╭─ Given information

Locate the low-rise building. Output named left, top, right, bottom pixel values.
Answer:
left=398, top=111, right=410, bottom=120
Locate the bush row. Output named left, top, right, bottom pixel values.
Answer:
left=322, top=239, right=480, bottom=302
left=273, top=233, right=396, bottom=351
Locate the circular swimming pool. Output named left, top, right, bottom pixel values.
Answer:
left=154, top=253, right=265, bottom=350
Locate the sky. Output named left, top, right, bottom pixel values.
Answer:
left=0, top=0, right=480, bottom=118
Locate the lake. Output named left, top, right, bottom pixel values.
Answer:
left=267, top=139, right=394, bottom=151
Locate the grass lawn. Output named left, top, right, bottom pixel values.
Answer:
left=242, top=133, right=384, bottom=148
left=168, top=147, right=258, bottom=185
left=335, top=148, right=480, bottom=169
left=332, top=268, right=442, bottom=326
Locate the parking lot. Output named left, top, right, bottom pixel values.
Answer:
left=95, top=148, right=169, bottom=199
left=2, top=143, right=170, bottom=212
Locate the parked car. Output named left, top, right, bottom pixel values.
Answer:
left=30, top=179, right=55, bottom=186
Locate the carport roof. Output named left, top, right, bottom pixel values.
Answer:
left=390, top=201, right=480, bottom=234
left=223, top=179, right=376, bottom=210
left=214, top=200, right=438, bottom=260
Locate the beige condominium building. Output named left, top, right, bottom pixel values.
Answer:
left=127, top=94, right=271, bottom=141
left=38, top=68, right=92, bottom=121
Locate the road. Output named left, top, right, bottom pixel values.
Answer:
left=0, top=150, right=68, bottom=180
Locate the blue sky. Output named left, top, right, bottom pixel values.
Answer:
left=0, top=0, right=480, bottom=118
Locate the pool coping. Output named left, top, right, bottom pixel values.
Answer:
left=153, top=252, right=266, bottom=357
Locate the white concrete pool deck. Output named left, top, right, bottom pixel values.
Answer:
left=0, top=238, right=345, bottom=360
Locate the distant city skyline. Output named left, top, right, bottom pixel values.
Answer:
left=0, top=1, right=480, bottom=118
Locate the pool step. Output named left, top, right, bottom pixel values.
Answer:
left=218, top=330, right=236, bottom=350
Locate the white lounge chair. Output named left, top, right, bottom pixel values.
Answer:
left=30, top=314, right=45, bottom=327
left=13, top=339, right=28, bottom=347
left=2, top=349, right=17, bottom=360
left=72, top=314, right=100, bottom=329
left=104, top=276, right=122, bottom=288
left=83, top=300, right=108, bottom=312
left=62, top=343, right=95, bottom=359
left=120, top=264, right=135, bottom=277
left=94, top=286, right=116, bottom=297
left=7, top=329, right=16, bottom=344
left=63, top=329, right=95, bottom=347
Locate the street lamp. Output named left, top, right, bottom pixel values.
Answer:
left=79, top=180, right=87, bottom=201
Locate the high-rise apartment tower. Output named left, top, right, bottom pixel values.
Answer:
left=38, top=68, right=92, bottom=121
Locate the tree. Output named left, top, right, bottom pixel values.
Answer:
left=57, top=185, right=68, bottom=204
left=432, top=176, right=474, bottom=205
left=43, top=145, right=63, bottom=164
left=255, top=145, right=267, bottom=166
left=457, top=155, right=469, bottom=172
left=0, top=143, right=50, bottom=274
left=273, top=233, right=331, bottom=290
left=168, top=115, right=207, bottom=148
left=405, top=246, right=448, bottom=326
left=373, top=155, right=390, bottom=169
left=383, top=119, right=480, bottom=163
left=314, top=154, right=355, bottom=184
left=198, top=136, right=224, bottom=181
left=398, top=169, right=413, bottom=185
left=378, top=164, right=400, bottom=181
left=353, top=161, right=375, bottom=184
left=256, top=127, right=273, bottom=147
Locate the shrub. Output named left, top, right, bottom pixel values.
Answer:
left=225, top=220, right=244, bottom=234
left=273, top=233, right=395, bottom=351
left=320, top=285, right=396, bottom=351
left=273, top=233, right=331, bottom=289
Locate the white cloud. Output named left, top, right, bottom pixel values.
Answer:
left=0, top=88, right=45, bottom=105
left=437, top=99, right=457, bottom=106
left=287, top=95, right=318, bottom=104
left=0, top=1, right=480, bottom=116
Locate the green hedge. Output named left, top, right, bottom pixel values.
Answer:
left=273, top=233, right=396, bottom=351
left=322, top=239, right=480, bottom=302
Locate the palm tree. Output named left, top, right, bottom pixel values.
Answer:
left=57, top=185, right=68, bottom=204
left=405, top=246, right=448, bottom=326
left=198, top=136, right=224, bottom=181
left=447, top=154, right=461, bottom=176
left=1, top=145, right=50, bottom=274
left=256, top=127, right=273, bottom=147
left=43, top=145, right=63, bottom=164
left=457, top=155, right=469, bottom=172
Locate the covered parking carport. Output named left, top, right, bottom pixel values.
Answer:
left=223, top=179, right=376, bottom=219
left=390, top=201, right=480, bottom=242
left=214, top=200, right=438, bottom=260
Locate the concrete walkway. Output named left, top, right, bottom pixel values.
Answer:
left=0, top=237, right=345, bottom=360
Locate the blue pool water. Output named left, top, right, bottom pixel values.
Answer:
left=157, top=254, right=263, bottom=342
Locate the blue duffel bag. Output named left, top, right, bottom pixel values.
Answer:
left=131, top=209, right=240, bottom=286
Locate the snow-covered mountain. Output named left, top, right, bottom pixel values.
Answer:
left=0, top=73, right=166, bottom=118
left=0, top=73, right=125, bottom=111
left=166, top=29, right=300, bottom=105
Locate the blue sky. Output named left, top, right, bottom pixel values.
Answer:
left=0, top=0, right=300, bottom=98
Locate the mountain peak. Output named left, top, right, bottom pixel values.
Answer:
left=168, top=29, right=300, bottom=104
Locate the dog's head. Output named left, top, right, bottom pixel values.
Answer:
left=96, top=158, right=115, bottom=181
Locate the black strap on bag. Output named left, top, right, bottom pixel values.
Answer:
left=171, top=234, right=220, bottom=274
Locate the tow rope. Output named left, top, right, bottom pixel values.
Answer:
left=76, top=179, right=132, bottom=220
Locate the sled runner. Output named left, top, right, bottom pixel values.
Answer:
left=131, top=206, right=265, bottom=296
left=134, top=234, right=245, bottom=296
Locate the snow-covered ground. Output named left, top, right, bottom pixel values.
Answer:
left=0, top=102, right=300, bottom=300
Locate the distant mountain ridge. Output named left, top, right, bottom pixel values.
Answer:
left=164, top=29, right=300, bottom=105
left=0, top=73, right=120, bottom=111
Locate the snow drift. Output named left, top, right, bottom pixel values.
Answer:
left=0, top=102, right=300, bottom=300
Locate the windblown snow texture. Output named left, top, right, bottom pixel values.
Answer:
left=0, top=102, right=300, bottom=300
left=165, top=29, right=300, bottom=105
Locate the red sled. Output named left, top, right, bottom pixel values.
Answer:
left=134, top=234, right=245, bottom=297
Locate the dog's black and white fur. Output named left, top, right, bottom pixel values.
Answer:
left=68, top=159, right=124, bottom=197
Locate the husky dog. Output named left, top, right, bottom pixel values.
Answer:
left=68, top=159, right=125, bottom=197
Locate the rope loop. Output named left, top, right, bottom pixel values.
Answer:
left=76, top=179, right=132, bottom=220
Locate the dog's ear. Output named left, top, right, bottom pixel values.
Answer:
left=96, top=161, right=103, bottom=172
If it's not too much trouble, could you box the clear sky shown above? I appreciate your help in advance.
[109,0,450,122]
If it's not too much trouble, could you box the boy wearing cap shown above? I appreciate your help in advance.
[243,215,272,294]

╰─

* **The problem**
Copy every line of the data above word for word, keeping the same order.

* **Expected output**
Locate the low-rise building. Output named left, top, right, bottom pixel values.
Answer:
left=398, top=111, right=410, bottom=120
Locate the bush row. Output named left, top, right, bottom pixel values.
Answer:
left=322, top=239, right=480, bottom=302
left=273, top=233, right=396, bottom=351
Locate the circular swimming pool. Output named left, top, right, bottom pixel values.
Answer:
left=154, top=253, right=265, bottom=350
Locate the sky. Output named left, top, right, bottom pixel values.
Answer:
left=0, top=0, right=480, bottom=118
Locate the lake. Output named left, top, right, bottom pixel values.
Answer:
left=267, top=139, right=394, bottom=151
Locate the grass lawn. Output named left, top, right, bottom pixel values.
Answer:
left=242, top=133, right=384, bottom=148
left=168, top=147, right=258, bottom=185
left=335, top=148, right=480, bottom=169
left=332, top=268, right=442, bottom=326
Locate the parking lot. Output named left, top, right, bottom pixel values.
Answer:
left=95, top=148, right=169, bottom=199
left=2, top=143, right=170, bottom=212
Locate the parked car. Output named left, top, right, bottom pixel values.
Answer:
left=30, top=179, right=55, bottom=186
Locate the carport roof. Output named left, top, right, bottom pixel values.
Answer:
left=390, top=201, right=480, bottom=234
left=223, top=179, right=376, bottom=210
left=214, top=200, right=438, bottom=260
Locate the beige condominium building. Output named left, top, right, bottom pixel values.
Answer:
left=127, top=94, right=271, bottom=141
left=38, top=68, right=92, bottom=121
Locate the road. Output named left, top, right, bottom pixel values.
Answer:
left=0, top=150, right=68, bottom=180
Locate the blue sky. Output named left, top, right, bottom pixel values.
Answer:
left=0, top=0, right=480, bottom=118
Locate the pool coping. Output named left, top, right, bottom pixel values.
Answer:
left=153, top=252, right=266, bottom=357
Locate the white concrete pool deck. Output named left, top, right, bottom pixel values.
Answer:
left=0, top=238, right=345, bottom=360
Locate the distant city skyline. Output named left, top, right, bottom pixel values.
Answer:
left=0, top=1, right=480, bottom=118
Locate the pool step. Output named left, top, right, bottom pixel values.
Answer:
left=218, top=330, right=236, bottom=350
Locate the white lounge chair. Output named left, top, right, bottom pixel values.
Answer:
left=30, top=314, right=45, bottom=327
left=13, top=339, right=28, bottom=347
left=2, top=349, right=17, bottom=360
left=72, top=314, right=100, bottom=329
left=104, top=276, right=122, bottom=288
left=83, top=300, right=108, bottom=312
left=62, top=343, right=95, bottom=359
left=120, top=264, right=135, bottom=277
left=94, top=286, right=116, bottom=297
left=7, top=329, right=16, bottom=344
left=63, top=329, right=95, bottom=347
Locate the street lamp. Output named left, top, right, bottom pixel values.
Answer:
left=79, top=180, right=87, bottom=201
Locate the high-rise apartment tower. Output named left, top, right, bottom pixel values.
Answer:
left=38, top=68, right=92, bottom=121
Locate the tree. Output named left, top, right, bottom pixel values.
Answer:
left=57, top=185, right=68, bottom=204
left=432, top=176, right=474, bottom=205
left=43, top=145, right=63, bottom=164
left=255, top=145, right=267, bottom=166
left=457, top=155, right=469, bottom=172
left=0, top=143, right=50, bottom=274
left=273, top=233, right=331, bottom=290
left=168, top=115, right=207, bottom=148
left=405, top=246, right=448, bottom=326
left=373, top=155, right=390, bottom=169
left=383, top=119, right=480, bottom=163
left=314, top=154, right=355, bottom=184
left=198, top=136, right=224, bottom=181
left=398, top=169, right=413, bottom=185
left=378, top=164, right=400, bottom=181
left=353, top=161, right=375, bottom=184
left=256, top=127, right=273, bottom=147
Locate the shrub. Output named left, top, right, bottom pixel values.
Answer:
left=225, top=220, right=244, bottom=234
left=273, top=233, right=395, bottom=351
left=320, top=285, right=396, bottom=351
left=273, top=233, right=331, bottom=289
Locate the white cloud. Output named left, top, right, bottom pixel values.
Answer:
left=0, top=88, right=45, bottom=105
left=437, top=99, right=457, bottom=106
left=287, top=95, right=318, bottom=104
left=0, top=1, right=480, bottom=116
Locate the green hedge. Output named left, top, right, bottom pixel values.
Answer:
left=273, top=233, right=396, bottom=351
left=322, top=239, right=480, bottom=302
Locate the palm tree. Output named left, top, right, bottom pixel values.
Answer:
left=57, top=185, right=68, bottom=204
left=405, top=246, right=448, bottom=326
left=198, top=136, right=224, bottom=181
left=447, top=154, right=461, bottom=176
left=1, top=145, right=50, bottom=274
left=256, top=127, right=273, bottom=147
left=43, top=145, right=63, bottom=164
left=457, top=155, right=469, bottom=172
Locate the covered parking carport. Output named left, top, right, bottom pixel values.
Answer:
left=223, top=179, right=376, bottom=219
left=390, top=201, right=480, bottom=242
left=214, top=200, right=438, bottom=260
Locate the concrete walkway. Output named left, top, right, bottom pixel values.
Answer:
left=0, top=237, right=345, bottom=360
Locate the blue pool water. Output named left, top, right, bottom pixel values.
Answer:
left=157, top=254, right=263, bottom=342
Locate the blue duffel bag. Output named left, top, right, bottom pixel values.
Answer:
left=131, top=209, right=240, bottom=286
Locate the snow-covered mountain. Output named left, top, right, bottom pixel values.
Answer:
left=0, top=73, right=166, bottom=118
left=0, top=73, right=125, bottom=111
left=166, top=29, right=300, bottom=105
Locate the blue sky. Output named left, top, right, bottom pixel values.
Answer:
left=0, top=0, right=300, bottom=98
Locate the mountain peak. Output named left, top, right, bottom pixel values.
Answer:
left=168, top=29, right=300, bottom=104
Locate the dog's head. Output named left, top, right, bottom pixel values.
Answer:
left=96, top=158, right=115, bottom=181
Locate the black strap on bag. Output named left, top, right, bottom pixel values.
Answer:
left=171, top=234, right=220, bottom=274
Locate the tow rope. Output named left, top, right, bottom pixel values.
Answer:
left=76, top=179, right=132, bottom=220
Locate the sled runner. Output named left, top, right, bottom pixel values.
Answer:
left=131, top=206, right=265, bottom=296
left=134, top=234, right=245, bottom=296
Locate the snow-covered ground. Output named left, top, right, bottom pixel values.
Answer:
left=0, top=102, right=300, bottom=300
Locate the distant mountain ridge. Output named left, top, right, bottom pixel values.
Answer:
left=164, top=29, right=300, bottom=105
left=0, top=73, right=120, bottom=111
Locate the snow drift. Output named left, top, right, bottom pixel values.
Answer:
left=0, top=102, right=300, bottom=300
Locate the windblown snow texture. Output named left, top, right, bottom pixel values.
Answer:
left=0, top=102, right=300, bottom=300
left=165, top=29, right=300, bottom=105
Locate the red sled. Output named left, top, right, bottom pixel values.
Answer:
left=134, top=234, right=245, bottom=297
Locate the dog's black and white fur. Output named left, top, right, bottom pixel values.
Answer:
left=68, top=159, right=124, bottom=197
Locate the husky dog. Output named left, top, right, bottom pixel values.
Answer:
left=68, top=159, right=125, bottom=197
Locate the rope loop. Output named left, top, right, bottom pixel values.
Answer:
left=76, top=179, right=132, bottom=220
Locate the dog's ear. Output named left, top, right, bottom pixel values.
Answer:
left=96, top=161, right=103, bottom=172
If it's not too much trouble, could you box the clear sky shown above? I appreciate your help in advance.
[109,0,450,122]
If it's not too much trouble, could you box the boy wearing cap shown above? I appreciate your help in advance.
[243,215,272,294]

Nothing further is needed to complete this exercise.